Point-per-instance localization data
*** Begin section ***

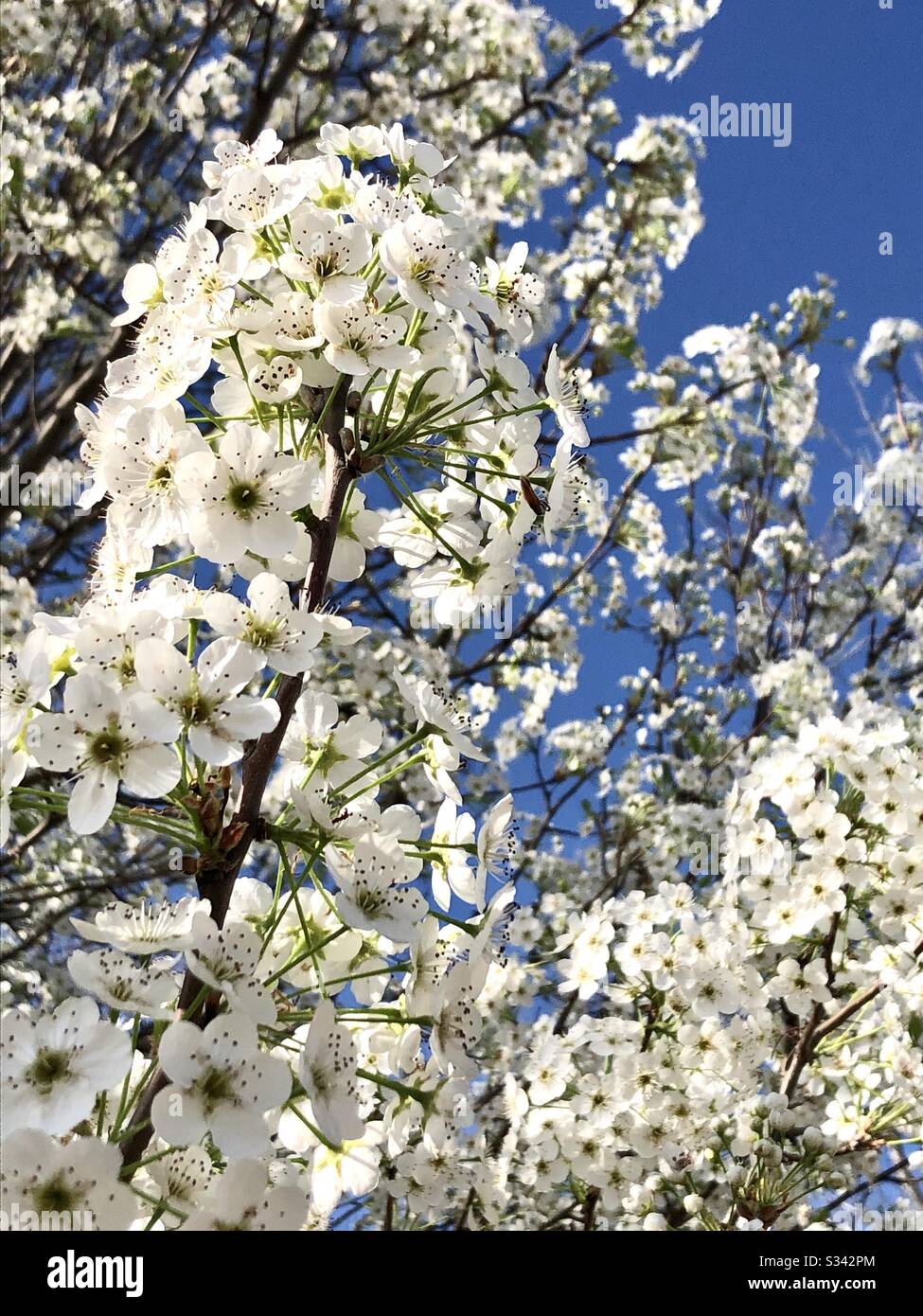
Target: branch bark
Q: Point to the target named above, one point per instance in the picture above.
(216, 883)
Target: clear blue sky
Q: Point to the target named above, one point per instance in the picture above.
(775, 216)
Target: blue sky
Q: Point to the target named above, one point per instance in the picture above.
(774, 216)
(777, 215)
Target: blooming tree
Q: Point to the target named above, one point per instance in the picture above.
(382, 934)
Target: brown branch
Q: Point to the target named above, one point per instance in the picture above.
(216, 880)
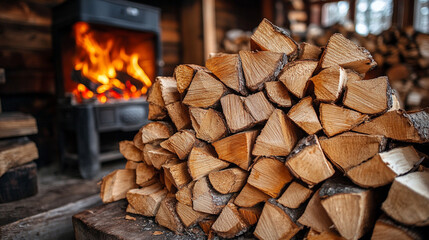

*** End section ***

What is needed:
Repeat the records above exactly, without pictures.

Answer for the task:
Target: branch bark
Q: Point to the target named above, one point per instance in the picture above.
(216, 883)
Target: clear blue sky
Q: Point to the target named above, one point per instance in the picture above.
(775, 216)
Target: blue sky
Q: Point to the target named above, one point per instance in the picture above.
(774, 216)
(777, 215)
Target: blooming tree
Q: Point to the target named above, one point per instance in the picture above.
(382, 934)
Target: brown branch
Q: Point to the target named above, one point per instance in the picture above.
(216, 880)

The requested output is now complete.